▶ PASSAGE GIVEN:
──────────
Dietrich Schüller, Phonogrammarchiv, Vienna

Ever since PICKETT and LEMCOE's report (1959), which marked the beginning of systematic approaches towards audio preservation, audio, and later video, archivists have been looking for measures to preserve their holdings in the best possible way - this meant the artifacts: the cylinders, the disks, the tapes. Considerable headache and research has been, and is still, directed towards the question of the life-expectancy of audio and video carriers and the measures necessary to retain their chemical and physical integrity for as long as possible.

Film was the first audiovisual medium that attracted systematic activity towards its preservation. This is most understandable as the cellulose nitrate, which was used as filmbase until the early fifties, is inherently unstable and extremely flammable. This situation also lead to the foundation of FIAF, the Fédération Internationale des Archives du Film, as the first audiovisual archives association as early as 1938.
──────────
▶ PROBLEM REQUIREMENTS: From the passage on audiovisual preservation, reproduce word for word the stretch that starts with the words containing "Dietrich Schüller, Phonogrammarchiv, Vienna" and ends with "long as possible.".
──────────
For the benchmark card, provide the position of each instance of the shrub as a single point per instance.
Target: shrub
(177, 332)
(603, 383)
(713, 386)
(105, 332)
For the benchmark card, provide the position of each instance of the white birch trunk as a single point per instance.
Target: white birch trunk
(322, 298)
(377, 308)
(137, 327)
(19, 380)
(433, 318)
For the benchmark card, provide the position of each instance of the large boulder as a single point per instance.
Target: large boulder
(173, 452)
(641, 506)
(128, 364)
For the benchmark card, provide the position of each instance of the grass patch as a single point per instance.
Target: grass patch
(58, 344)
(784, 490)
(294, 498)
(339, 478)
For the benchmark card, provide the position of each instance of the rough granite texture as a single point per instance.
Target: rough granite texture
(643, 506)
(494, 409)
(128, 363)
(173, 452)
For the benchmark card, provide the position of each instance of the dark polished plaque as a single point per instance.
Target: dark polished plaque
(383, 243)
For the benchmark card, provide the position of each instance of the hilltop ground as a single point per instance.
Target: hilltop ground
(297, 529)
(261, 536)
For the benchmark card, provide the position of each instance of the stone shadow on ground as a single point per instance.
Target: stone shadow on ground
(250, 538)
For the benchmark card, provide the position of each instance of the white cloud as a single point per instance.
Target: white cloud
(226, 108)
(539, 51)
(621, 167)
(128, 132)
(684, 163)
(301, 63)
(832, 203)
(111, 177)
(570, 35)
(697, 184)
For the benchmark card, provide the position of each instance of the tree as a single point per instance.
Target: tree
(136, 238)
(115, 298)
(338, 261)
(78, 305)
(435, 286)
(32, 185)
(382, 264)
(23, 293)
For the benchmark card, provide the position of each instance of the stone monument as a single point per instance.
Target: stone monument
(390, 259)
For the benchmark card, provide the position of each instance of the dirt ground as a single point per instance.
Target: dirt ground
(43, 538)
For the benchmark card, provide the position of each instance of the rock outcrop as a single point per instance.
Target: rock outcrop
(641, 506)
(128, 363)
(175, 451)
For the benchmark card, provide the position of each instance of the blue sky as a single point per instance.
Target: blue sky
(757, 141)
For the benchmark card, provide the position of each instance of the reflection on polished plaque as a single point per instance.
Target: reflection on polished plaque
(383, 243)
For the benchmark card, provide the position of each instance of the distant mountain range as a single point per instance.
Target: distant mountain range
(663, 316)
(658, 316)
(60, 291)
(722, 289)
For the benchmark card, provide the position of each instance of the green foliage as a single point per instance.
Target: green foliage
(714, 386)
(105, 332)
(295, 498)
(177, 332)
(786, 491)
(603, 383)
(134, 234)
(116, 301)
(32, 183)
──────────
▶ RESPONSE TO THE TASK:
Dietrich Schüller, Phonogrammarchiv, Vienna

Ever since PICKETT and LEMCOE's report (1959), which marked the beginning of systematic approaches towards audio preservation, audio, and later video, archivists have been looking for measures to preserve their holdings in the best possible way - this meant the artifacts: the cylinders, the disks, the tapes. Considerable headache and research has been, and is still, directed towards the question of the life-expectancy of audio and video carriers and the measures necessary to retain their chemical and physical integrity for as long as possible.